● **Text section**:
— begin —
Hub into the Australian Outback


Alice Springs is the only major city close to the geographical centre of Australia. The next largest city is more than 1,300 kilometres away (Adelaide or Darwin). It is located in the Northern Territory and has about 24,000 inhabitants. It offers cave-like gorges, boundless desert landscapes and remote Aboriginal communities and is the starting point for excursions to the Outback or "Red Centre", the characteristic semi-desert with red sand and an area of about 1,000,000 km². The large plain is only sparsely overgrown with Triodia. It is a hub for sightseeing and hiking in the region, such as Uluru (Ayers Rock) or Kata Tjuta (The Olgas).


Super quiet hostel (but not at night)


After a 12 hour drive from Coober Pedy I reached Alice Springs, in the middle of the Australian nowhere. I had booked a bed in the Alice's Secret Travellers Inn, a hostel with terrific reviews in the internet. The best things about it was the garden with beautiful decorations, graphics, sculptures and light installations. The hostel was filled with Germans and nobody talked much with each other. In the kitchen there was total silence, only in the toilet they curiously played music. In my room there were two stupid Germans who went in and out all night to roll joints and smoke. As a matter of fact, a few weeks later I had to share a room with these 2 idiots again in a city 2000 kilometers away.  Later I changed to the Jump Inn Alice Budget, because it was cheaper and I liked the atmosphere there better. The people working there were much nicer and they even had a restaurant included with cool draft beers.


Many drunken Aborigines


Alice Springs is a small town and counts one of the highest percentage of Australian aborigines. These people don't really know what to do with the time they used to spend preparing food or hunting and the money the Australian government gives them. Thus, you often come across completely drunk Australian Aborigines who scream loudly, smell, beg for cigarettes and sleep out their intoxication in the park. On the bus trip before, one of them was talking loudly almost the whole time with his sister who was sitting several rows further ahead.
— end —
● **Instruction**: Retype the passage of the Alice Springs text from "Many drunken Aborigines" to "rows further ahead.".

(Location identification items)
— begin —
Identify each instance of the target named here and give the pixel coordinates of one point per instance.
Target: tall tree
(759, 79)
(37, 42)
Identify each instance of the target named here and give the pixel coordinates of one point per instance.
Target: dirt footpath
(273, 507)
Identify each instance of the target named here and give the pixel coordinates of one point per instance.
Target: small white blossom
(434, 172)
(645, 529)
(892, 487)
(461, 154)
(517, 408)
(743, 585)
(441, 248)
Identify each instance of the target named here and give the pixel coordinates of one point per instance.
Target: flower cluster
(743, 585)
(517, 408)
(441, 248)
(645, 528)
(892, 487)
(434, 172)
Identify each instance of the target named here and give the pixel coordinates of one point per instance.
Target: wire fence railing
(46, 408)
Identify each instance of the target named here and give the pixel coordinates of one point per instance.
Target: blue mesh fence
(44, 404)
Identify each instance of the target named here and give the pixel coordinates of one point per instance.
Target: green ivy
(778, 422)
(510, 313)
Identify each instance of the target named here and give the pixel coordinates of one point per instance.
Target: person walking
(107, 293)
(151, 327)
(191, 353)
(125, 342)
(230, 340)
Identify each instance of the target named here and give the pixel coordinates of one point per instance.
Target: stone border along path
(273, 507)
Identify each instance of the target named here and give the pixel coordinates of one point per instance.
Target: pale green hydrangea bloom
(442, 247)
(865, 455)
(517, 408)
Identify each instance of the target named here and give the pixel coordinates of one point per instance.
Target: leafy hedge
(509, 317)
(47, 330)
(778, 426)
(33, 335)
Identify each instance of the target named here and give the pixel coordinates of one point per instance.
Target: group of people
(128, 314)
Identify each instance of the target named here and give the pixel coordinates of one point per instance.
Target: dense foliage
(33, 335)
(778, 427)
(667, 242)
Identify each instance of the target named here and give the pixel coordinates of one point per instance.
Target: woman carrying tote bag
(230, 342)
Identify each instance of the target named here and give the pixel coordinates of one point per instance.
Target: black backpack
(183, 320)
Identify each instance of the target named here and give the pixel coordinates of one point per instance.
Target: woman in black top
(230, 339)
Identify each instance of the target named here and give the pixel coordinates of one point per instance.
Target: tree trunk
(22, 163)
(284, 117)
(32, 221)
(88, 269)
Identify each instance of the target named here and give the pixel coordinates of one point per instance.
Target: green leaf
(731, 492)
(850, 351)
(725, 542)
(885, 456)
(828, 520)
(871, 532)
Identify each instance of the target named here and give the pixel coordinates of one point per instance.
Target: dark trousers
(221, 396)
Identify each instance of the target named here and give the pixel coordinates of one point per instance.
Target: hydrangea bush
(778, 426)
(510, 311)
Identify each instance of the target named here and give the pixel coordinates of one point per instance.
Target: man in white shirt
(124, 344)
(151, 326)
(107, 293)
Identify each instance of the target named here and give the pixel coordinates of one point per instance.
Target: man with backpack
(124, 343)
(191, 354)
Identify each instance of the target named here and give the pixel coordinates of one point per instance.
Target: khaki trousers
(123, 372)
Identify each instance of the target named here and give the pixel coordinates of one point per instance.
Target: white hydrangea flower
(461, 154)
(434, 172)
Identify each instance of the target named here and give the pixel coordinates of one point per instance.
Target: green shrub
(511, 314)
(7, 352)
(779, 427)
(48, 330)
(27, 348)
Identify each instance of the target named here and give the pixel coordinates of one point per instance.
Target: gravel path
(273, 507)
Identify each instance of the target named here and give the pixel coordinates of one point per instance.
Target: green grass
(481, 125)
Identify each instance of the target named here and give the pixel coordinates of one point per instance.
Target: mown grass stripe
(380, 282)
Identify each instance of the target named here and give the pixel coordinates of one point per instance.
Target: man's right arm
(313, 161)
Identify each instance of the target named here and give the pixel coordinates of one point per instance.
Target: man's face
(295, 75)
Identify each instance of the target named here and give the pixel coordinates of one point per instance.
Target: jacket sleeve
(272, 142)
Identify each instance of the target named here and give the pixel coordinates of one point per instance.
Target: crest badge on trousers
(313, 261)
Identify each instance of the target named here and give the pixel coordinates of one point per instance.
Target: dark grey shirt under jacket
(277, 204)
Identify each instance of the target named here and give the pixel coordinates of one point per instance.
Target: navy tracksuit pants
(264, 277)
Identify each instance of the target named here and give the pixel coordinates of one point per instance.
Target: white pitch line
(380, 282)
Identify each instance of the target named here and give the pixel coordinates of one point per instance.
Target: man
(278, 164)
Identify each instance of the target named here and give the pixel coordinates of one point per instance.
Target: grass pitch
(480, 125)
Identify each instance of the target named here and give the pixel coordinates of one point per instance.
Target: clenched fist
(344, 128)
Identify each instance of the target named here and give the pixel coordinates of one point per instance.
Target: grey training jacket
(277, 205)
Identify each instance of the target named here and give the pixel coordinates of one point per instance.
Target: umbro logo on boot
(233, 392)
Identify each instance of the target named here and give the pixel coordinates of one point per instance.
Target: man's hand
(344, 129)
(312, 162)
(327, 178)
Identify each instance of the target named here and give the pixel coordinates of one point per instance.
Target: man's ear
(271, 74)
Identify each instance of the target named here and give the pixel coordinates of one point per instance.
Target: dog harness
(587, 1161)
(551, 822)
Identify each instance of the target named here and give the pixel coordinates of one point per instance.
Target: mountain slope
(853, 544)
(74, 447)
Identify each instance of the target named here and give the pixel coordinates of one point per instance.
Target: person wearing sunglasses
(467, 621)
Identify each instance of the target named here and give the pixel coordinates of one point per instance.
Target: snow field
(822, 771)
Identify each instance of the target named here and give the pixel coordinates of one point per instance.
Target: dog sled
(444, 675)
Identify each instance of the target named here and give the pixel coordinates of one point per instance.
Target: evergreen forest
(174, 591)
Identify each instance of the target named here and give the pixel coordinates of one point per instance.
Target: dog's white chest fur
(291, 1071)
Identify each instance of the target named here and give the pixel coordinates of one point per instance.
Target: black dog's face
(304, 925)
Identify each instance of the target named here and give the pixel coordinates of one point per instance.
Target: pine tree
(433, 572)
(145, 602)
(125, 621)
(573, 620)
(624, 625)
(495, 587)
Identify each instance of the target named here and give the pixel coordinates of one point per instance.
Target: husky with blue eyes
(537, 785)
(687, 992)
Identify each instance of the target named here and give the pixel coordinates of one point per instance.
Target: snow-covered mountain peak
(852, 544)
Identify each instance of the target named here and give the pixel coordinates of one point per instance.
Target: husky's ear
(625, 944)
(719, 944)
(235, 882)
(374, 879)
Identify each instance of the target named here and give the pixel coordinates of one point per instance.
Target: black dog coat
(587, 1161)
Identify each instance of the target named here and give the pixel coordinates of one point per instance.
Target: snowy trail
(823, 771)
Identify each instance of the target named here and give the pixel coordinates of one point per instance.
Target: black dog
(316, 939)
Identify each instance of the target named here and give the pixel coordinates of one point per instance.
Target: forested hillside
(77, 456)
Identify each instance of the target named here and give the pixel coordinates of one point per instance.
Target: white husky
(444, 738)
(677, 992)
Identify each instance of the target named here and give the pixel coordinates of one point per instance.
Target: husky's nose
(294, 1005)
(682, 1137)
— end —
● **Solution for this problem**:
Many drunken Aborigines


Alice Springs is a small town and counts one of the highest percentage of Australian aborigines. These people don't really know what to do with the time they used to spend preparing food or hunting and the money the Australian government gives them. Thus, you often come across completely drunk Australian Aborigines who scream loudly, smell, beg for cigarettes and sleep out their intoxication in the park. On the bus trip before, one of them was talking loudly almost the whole time with his sister who was sitting several rows further ahead.